— START RECORD EXCERPTS —

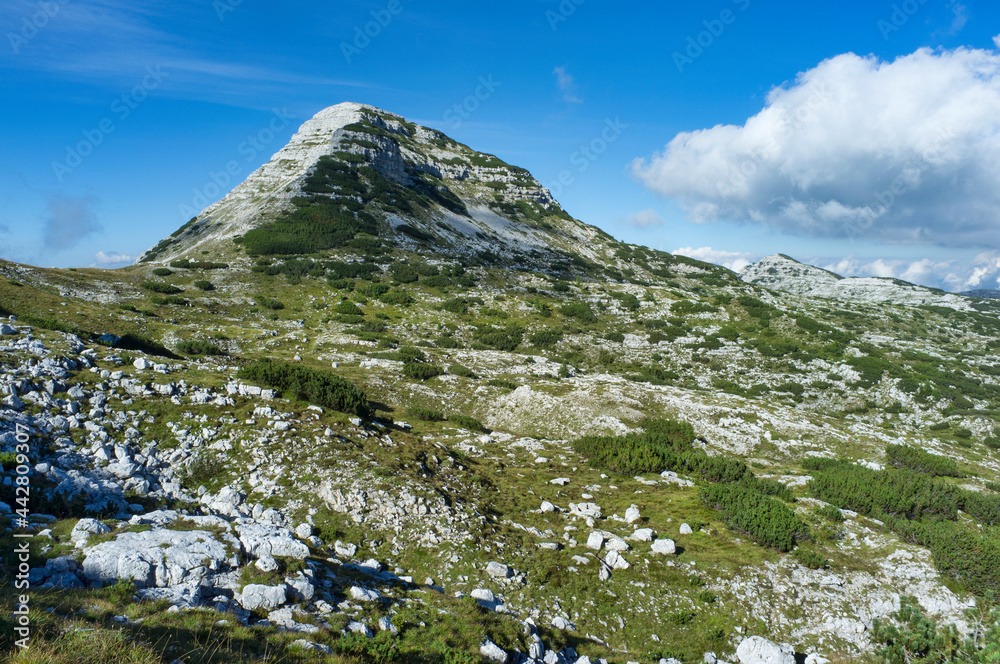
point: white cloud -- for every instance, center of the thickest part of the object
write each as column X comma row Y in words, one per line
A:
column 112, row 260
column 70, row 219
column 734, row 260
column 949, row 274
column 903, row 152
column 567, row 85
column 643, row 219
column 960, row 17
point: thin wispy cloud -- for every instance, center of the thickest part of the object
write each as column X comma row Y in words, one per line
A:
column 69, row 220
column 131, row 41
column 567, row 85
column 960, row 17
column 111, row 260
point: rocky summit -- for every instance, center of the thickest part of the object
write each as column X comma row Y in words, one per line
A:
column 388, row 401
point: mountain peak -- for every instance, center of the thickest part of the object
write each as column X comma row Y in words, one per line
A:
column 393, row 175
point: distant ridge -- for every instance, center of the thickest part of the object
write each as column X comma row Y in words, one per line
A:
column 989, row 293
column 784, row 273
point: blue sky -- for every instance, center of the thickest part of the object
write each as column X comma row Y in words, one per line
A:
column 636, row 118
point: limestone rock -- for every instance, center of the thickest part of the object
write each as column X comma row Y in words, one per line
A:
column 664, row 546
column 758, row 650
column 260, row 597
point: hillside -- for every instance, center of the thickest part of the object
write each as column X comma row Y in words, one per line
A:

— END RECORD EXCERPTS —
— START RECORD EXCERPTS —

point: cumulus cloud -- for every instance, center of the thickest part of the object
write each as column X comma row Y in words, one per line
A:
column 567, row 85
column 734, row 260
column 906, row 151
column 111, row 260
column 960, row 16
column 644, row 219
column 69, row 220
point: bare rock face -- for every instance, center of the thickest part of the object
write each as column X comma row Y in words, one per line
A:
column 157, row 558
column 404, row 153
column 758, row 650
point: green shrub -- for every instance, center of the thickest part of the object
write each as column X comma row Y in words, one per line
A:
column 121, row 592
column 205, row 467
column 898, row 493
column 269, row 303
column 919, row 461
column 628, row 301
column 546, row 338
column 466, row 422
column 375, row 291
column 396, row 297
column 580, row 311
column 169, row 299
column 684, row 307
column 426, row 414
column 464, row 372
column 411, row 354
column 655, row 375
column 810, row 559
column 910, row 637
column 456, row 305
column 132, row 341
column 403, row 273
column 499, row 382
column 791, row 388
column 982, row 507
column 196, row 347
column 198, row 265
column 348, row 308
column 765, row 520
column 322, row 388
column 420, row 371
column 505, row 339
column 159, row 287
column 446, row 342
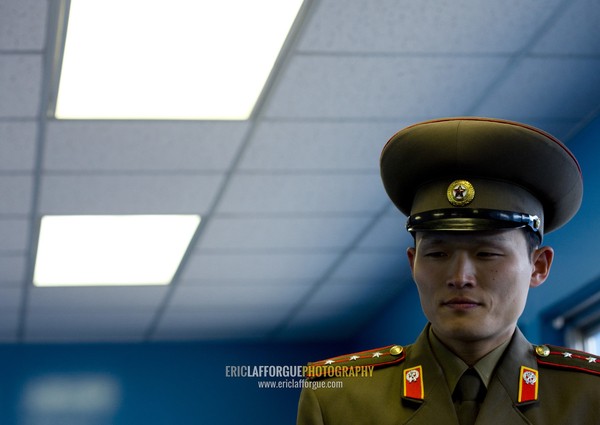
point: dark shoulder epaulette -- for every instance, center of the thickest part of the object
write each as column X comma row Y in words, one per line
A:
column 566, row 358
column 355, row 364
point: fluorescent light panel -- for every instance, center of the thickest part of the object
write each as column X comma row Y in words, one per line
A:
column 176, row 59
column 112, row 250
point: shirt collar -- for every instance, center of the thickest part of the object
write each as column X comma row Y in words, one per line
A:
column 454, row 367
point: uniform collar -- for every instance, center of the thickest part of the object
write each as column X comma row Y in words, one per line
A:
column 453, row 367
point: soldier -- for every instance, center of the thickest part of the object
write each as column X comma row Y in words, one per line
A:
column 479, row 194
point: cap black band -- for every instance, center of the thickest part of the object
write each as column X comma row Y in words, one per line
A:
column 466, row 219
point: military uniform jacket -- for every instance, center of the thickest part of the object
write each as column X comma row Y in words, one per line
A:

— END RECORD EXCERPTS —
— START RECORD EXCERPTS —

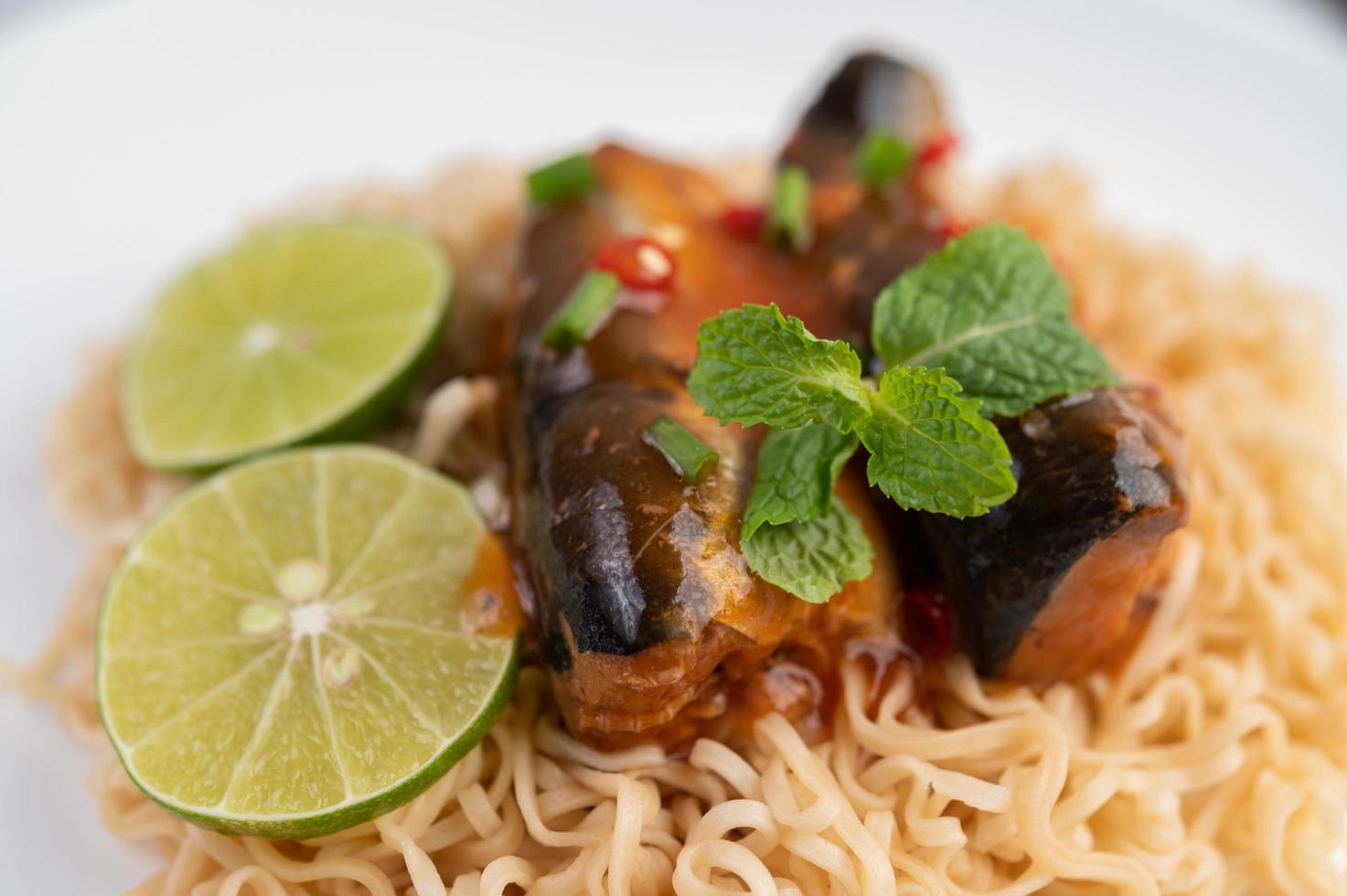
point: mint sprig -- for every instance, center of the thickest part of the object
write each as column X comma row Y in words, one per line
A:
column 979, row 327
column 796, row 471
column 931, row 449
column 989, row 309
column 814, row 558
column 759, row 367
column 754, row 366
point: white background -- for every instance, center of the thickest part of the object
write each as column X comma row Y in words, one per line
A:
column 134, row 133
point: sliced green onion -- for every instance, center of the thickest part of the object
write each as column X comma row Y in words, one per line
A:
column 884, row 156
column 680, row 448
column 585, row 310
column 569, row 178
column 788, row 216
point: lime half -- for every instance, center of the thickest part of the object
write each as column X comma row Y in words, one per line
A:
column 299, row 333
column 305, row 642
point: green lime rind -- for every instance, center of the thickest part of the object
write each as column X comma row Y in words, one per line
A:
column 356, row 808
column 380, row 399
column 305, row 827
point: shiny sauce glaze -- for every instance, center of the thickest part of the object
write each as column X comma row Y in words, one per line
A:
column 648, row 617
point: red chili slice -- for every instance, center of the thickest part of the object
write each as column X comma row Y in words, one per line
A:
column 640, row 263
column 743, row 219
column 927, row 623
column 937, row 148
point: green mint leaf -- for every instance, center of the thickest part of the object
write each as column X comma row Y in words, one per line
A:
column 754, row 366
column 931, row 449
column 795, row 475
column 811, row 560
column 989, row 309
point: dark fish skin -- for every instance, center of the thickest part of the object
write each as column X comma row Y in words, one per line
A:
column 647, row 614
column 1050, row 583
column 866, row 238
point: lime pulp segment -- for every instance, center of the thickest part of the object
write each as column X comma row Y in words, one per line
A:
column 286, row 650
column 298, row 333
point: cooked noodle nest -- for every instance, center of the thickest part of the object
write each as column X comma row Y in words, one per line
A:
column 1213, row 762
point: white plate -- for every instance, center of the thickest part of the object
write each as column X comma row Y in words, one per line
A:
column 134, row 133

— END RECORD EXCERPTS —

WHAT THE TASK ASKS. Copy out the records line for line, starting with the line that contains "point: lime half" and going on through the line that contains "column 866, row 238".

RESPONSE BELOW.
point: lime half -- for every instance, center of the thickest part of the object
write each as column X comma row Y in words, one per line
A:
column 299, row 333
column 305, row 642
point: green lime rind -- for every instance, center of the thickest part of the object
write each as column X comma row Y in words, one per line
A:
column 356, row 808
column 380, row 399
column 305, row 827
point: shiny sauce glaze -- for every instance, center of the thickest part of the object
write each as column X comma row Y in words, one per line
A:
column 648, row 617
point: red chili slice -- for every instance, center of the thickest part of the object
write each as column X comma row Y in words, one per line
A:
column 640, row 263
column 743, row 219
column 927, row 623
column 937, row 148
point: green mint leaf -- for every instance, center of the thickest part of the object
write each as column X comma row Y in words, one per line
A:
column 754, row 366
column 931, row 449
column 795, row 475
column 811, row 560
column 989, row 309
point: dark fish skin -- for every instance, center of the thickest part of the object
write each as column X comma row Y in words, one per line
A:
column 647, row 614
column 1050, row 583
column 866, row 238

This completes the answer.